● Page extract:
◇ ◇ ◇ ◇ ◇

OK, you have to know some stuff to put things on the Internet, but not that much. Just look at the people in 80% of YouTube videos, do they look like they know how to do complicated computer stuff? Or use a VCR? Or open a tin? In spite of this the girl on the left and her friends have had over 12m views of their video clip.
Basically if you have an idea, good or bad, you can make it happen online. There’s not that many people who can stop you. You really can just do ‘interesting’ things – globalrichlist.com and cock-a-doodle.co.uk are 2 projects that we’ve done just for the hell of it (with a degree, however small, of social conscience).
Of course you can still do those things and not work in a digital agency, you could work anywhere. But imagine how much fun it would be to have that kind of creative freedom, every day, in your job.
That’s probably the most powerful argument of all and really the promise of the interweb and all that. But it’s also the most problematic because crap ad agencies can also ‘just do stuff’ in their ad agency way, which is usually awful.

◇ ◇ ◇ ◇ ◇

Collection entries
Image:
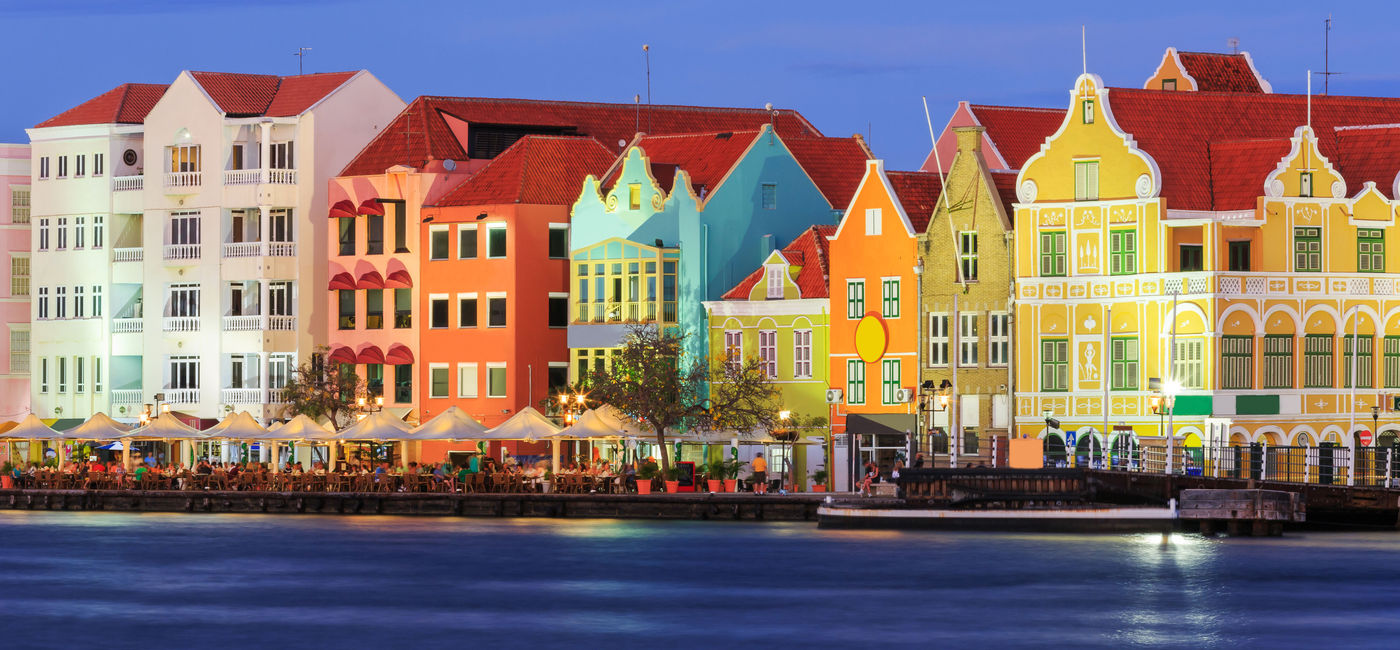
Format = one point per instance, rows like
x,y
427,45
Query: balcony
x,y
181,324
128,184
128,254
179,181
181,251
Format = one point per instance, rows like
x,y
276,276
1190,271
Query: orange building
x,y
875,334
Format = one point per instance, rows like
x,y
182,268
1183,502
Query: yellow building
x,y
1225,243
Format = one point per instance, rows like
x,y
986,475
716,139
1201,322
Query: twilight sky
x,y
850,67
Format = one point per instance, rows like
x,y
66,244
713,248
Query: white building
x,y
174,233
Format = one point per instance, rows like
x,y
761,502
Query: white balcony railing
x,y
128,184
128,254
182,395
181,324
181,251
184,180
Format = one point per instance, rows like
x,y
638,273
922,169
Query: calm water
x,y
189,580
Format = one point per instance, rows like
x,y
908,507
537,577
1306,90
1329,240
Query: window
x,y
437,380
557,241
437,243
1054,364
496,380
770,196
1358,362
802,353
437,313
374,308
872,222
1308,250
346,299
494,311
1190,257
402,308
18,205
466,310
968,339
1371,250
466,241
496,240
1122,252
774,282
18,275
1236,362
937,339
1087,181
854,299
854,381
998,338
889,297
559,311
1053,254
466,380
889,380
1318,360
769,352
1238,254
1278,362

◇ ◇ ◇ ◇ ◇

● Set task A: Reproduce the collection entries above verbatim, leaving out the pictures.
● Set task B: Write the next part of the piece on working in a digital agency, starting right after its final sentence.

● Final answer A:
Image:
Format = one point per instance, rows like
x,y
427,45
Query: balcony
x,y
181,324
128,184
128,254
179,181
181,251
Format = one point per instance, rows like
x,y
276,276
1190,271
Query: orange building
x,y
875,334
Format = one point per instance, rows like
x,y
182,268
1183,502
Query: yellow building
x,y
1225,243
Format = one point per instance, rows like
x,y
986,475
716,139
1201,322
Query: twilight sky
x,y
850,67
Format = one point per instance, rows like
x,y
66,244
713,248
Query: white building
x,y
174,233
Format = one point per instance, rows like
x,y
761,502
Query: white balcony railing
x,y
128,184
128,254
182,395
181,324
181,251
184,180
Format = one point per instance, rows like
x,y
638,273
922,169
Query: calm water
x,y
189,580
Format = one point per instance, rows like
x,y
908,507
537,577
1306,90
1329,240
Query: window
x,y
437,380
557,241
437,243
1054,364
496,380
770,196
1358,362
802,353
437,313
374,308
872,222
1308,250
346,299
494,311
1190,257
402,308
18,205
466,310
968,339
1371,250
466,241
496,240
1122,252
774,282
18,275
1236,362
937,339
1087,181
854,299
854,381
998,338
889,297
559,311
1053,254
466,380
889,380
1318,360
769,352
1238,254
1278,362

● Final answer B:
User generated content can be wonderful (though we really need to come up with another phrase for it – I seem to remember using ‘interactivity’ eons ago) but not when it’s faux user generated content (‘fuser generated content’?). It’s also prone to spikes that make little sense – The Evolution of Dance was really rubbish. Not just nearly rubbish, but really rubbish. Yet it remains the biggest YouTube hit ever.
So, what goes with the above that you can just do stuff is that it also takes some skill to do stuff that is good and to get it seen by the right people, not to mention some enormous dollops of luck. Interactivity is hard to do well – not many manage it and it should no surprise as it is still the new part of new media (to use an old term). It has become easier to do shit stuff too these days don’t forget.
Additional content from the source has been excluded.